SALT LAKE CITY – It started with just four forks and a plate.
Tuesday, that make-shift stage design created by U2 frontman Bono over dinner will appear inside Rice-Eccles Stadium. But rather than a few culinary items, the full-scale production will be 204 feet wide, 144 feet deep with a tower that stretches 193 feet in the air. The entire stage weighs 400 tons and requires 48 semi-trucks to transport it between cities.
“It’s the largest touring production to ever been taken around the world,” said longtime U2 tour manager Craig Evans, who noted it would be a long time before any band topped what U2 had done.
The numbers are incredible: 16 miles of production cable; a video screen that has 500,000 pixels and weighs 54 tons; about 130 touring crew members and 35 members of management; in addition to 1,500 roadies hired in each city for jobs such as stage hands and concessions.
And all of that is multiplied by three. U2 has not one but three of those stages leap-frogging each other to cities around the world.
Tuesday, the U2 360 World Tour that was postponed a year ago due to emergency back surgery for Bono, will finally make its appearance in Salt Lake City.
“We’re incredibly impressed everyone has been patient,” Evans said during a media tour of the stage production Monday. “It was never an option to cancel.”
U2 was originally scheduled to launch its North American tour in Salt Lake City. The band is now on the final leg of its North American tour and has played about 50 shows worldwide since Bono’s surgery. The tour has already been certified the most successful of all time, in addition to being the most expensive.
Setting up the stage for the 360 tour is like setting up a small city. The stage – nicknamed “The Claw” because of its four large posts that support the structure – takes about four days to build.
A full day is needed to lay down the specialized flooring used to hold the stage and prevent the football field at Rice-Eccles from being torn up or crushed. It normally takes four days to build the steel prongs of the stage, but crews in Salt Lake were able to do it in 3 even with the rain. It takes an additional day to set up the lights, sound and video.
The idea behind the 360 Tour, Evans said, came from Bono, who at the end of the Vertigo Tour in Hawaii wanted to figure out a way to make the stage so big that it made the stadium they were playing in seem small, as opposed to the traditional large stadium-small stage approach.
The discussion was picked up over dinner one night and the rest, as they say, was history. The band had a very hands-on approach in the stage design.
Looking at the stage set up Monday, it was hard to find any bad seat in the stadium.
“All corners will have a complete view,” Evans said.
Evans promises fans who attend the Salt Lake City show are in for an intimate performance. Even though between 45,000 to 50,000 fans are expected to attend, Rice-Eccles Stadium is the smallest venue on the band’s entire tour.
“This is a great city to come to do a show,” he said. “The challenge is to bring a tour like this to this city.”

Exercise details
Can you reproduce the U2 stage article word for word, beginning at "Setting up the" and stopping after "sound and video."?

Data provided
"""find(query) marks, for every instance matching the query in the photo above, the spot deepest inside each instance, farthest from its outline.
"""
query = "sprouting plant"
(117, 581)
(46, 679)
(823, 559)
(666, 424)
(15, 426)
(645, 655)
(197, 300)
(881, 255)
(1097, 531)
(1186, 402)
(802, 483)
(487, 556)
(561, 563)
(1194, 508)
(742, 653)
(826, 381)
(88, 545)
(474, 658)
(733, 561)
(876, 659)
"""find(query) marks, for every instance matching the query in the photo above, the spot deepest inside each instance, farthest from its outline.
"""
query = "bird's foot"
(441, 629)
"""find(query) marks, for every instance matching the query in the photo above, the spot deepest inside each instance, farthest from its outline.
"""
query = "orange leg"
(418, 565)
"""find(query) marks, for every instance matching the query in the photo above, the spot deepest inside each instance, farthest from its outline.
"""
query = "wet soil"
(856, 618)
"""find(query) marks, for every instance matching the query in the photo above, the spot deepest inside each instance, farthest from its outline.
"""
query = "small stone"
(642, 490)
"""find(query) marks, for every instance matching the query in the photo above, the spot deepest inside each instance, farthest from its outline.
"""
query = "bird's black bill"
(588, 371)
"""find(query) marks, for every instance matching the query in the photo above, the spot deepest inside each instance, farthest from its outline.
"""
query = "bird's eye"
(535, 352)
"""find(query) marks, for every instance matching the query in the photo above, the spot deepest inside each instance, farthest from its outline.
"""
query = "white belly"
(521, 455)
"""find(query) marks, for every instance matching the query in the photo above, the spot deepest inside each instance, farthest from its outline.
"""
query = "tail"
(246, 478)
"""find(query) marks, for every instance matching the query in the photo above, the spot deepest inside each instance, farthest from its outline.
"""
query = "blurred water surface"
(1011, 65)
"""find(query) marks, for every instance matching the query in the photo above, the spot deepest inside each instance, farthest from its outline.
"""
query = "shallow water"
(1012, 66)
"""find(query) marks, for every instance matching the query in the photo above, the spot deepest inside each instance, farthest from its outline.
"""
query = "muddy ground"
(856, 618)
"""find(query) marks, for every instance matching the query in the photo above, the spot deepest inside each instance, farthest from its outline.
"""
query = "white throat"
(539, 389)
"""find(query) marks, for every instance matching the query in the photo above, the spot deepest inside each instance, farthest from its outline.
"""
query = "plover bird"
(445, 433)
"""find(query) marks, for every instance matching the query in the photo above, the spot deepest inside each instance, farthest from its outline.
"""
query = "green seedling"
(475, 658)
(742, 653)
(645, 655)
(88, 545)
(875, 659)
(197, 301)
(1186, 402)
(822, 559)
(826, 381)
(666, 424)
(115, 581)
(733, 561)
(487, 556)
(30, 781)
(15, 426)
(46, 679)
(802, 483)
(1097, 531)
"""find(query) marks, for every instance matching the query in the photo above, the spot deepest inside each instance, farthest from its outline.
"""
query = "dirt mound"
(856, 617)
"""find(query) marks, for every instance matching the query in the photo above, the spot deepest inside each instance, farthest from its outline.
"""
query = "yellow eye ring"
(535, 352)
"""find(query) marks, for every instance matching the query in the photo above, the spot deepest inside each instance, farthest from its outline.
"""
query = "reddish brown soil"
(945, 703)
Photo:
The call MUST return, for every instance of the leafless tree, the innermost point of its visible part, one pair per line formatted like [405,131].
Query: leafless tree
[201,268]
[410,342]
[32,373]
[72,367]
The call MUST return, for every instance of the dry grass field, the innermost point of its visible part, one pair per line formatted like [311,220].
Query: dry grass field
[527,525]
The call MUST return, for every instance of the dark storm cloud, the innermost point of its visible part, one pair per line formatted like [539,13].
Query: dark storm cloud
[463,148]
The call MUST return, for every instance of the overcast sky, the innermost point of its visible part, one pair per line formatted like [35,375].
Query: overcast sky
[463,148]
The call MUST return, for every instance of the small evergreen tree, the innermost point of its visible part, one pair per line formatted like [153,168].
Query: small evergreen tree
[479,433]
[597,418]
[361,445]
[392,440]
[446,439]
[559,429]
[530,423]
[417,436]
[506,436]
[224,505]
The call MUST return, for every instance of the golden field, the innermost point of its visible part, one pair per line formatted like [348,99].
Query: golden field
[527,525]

Answer space
Setting up the stage for the 360 tour is like setting up a small city. The stage – nicknamed “The Claw” because of its four large posts that support the structure – takes about four days to build.
A full day is needed to lay down the specialized flooring used to hold the stage and prevent the football field at Rice-Eccles from being torn up or crushed. It normally takes four days to build the steel prongs of the stage, but crews in Salt Lake were able to do it in 3 even with the rain. It takes an additional day to set up the lights, sound and video.